Begin DATASET ROWS

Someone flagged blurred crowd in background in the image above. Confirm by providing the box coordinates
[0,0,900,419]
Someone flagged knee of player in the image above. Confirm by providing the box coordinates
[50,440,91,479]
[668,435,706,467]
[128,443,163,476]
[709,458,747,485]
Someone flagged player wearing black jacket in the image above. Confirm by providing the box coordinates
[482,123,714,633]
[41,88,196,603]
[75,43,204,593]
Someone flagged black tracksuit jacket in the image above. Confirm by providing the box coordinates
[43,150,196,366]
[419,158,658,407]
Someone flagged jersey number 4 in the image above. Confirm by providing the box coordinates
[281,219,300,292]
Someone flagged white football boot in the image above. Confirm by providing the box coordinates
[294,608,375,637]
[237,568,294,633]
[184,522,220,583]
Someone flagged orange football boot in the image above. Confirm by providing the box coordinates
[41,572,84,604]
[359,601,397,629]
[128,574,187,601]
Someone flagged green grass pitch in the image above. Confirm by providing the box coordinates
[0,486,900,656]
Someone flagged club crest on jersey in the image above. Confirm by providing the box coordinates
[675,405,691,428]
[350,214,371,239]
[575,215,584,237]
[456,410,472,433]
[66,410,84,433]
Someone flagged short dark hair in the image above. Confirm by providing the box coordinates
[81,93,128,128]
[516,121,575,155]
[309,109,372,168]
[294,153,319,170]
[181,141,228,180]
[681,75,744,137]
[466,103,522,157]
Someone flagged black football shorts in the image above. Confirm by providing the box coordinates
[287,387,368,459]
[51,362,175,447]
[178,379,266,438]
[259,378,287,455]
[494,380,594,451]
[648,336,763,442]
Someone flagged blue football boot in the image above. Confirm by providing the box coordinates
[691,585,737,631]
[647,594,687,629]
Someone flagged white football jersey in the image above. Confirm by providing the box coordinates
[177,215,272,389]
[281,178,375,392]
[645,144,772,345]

End DATASET ROWS
Begin DATASET ROWS

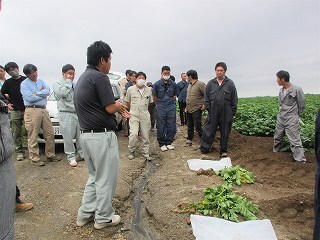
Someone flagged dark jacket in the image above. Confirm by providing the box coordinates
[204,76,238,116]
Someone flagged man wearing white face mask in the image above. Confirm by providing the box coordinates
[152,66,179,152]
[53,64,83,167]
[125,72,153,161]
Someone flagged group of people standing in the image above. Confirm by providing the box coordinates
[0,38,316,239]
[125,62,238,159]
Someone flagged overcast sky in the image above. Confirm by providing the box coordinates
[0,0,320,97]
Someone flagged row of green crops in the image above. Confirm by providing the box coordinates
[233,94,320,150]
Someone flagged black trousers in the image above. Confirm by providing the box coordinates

End DATASET ROWS

GIVEN REQUEST
Edit the data from the line with "Someone flagged blurred" up to and including the line with "[647,594,687,629]", replacing "football boot" with "soccer cleat" and leaving everything else unchanged. Return only those lines.

TASK RESULT
Someone flagged blurred crowd in background in the image above. Confirm by providing the box coordinates
[0,0,900,419]
Someone flagged knee of player in the image above. Confirm by providing the box coordinates
[50,440,91,479]
[668,435,706,467]
[128,443,163,476]
[709,458,747,485]
Someone flagged player wearing black jacket in the image above. Confirm by providing the box coordinates
[482,123,714,633]
[41,88,196,603]
[75,43,204,593]
Someone flagged black tracksuit jacket in the image above. Confirm by providing the box coordinates
[43,150,196,366]
[419,158,658,407]
Someone flagged jersey number 4 in the image above. Confirm by providing the box coordinates
[281,219,300,292]
Someone flagged white soccer cleat in the image above. Confirm by providing the box coordinates
[294,608,375,637]
[237,568,294,633]
[184,522,220,583]
Someone flagged orange soccer cleat in the image above. Confirm by providing the box coordinates
[41,572,84,604]
[359,601,397,629]
[128,574,187,601]
Someone flagged green grass pitch in the image above. Confirm by providing the box coordinates
[0,486,900,656]
Someone flagged club crest on jersey in the image above. Confirm by providing the box coordinates
[675,405,691,428]
[350,214,371,239]
[575,215,584,237]
[456,410,472,433]
[66,410,84,433]
Someone flagged short dark hair in the image above. Confirm by providing the box coordinates
[81,93,128,128]
[516,121,575,155]
[309,109,372,168]
[294,153,319,170]
[181,141,228,180]
[681,75,744,137]
[466,103,522,157]
Someone flagged black football shorts in the image above. Confirm by providing the box coordinates
[287,387,368,459]
[51,362,175,447]
[178,379,266,438]
[259,378,287,455]
[494,380,594,451]
[648,336,763,442]
Someone flagged blue soccer cleat in the image above. Confirm by providing the box coordinates
[691,585,737,631]
[647,594,687,629]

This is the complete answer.